■ **RECORDS SUPPLIED**

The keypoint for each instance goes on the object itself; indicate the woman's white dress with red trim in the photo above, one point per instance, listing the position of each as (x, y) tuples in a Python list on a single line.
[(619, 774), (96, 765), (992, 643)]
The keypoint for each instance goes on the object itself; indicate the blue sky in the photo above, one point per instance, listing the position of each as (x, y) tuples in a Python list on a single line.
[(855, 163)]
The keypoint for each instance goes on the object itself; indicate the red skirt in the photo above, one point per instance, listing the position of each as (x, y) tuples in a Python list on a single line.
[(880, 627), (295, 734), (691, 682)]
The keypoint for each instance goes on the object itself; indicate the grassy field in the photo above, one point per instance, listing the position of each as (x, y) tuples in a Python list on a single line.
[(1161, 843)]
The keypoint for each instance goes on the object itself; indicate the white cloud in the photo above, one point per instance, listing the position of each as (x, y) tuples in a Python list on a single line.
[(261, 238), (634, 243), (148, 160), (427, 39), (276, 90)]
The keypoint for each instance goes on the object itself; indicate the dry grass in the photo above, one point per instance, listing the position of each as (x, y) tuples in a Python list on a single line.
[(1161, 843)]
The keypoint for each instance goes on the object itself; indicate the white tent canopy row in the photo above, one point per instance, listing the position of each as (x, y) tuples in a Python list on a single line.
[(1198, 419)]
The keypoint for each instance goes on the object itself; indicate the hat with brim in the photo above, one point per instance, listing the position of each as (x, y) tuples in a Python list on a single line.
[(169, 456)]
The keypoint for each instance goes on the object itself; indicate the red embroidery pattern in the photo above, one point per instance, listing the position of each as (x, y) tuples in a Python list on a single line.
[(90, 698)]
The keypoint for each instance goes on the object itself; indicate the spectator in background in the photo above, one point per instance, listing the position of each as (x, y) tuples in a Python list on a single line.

■ **ACTIVITY**
Reproduce the lines word for word, starting at the one holding "the white tent" and ending at the final line of the material above.

■ **REPLY TO THE EXERCISE**
The keypoint for each instance goes on the object itself; indicate the white tent canopy row in the photo above, one point per instance, listing the position of each as (x, y) tuples in a Python list on a single line.
[(1198, 419)]
The keypoint for each instance goes on the object itself; indicate the hat with brim in the photo above, one point per instance, listing the position of each as (x, y) tuples in a Python list on a single line.
[(169, 456)]
The keypoint for each instance goes on the object itself; indicate the red embroidery pattern in the photo above, one point per instance, listing the position of each as (x, y) tuples in a Python list on a single line.
[(90, 698)]
The keypoint for each instance goes on the object itself; indicate the spectator in background in the photo above, one point per instance, listing the position of each as (x, y) tuples in a Python list on a single line.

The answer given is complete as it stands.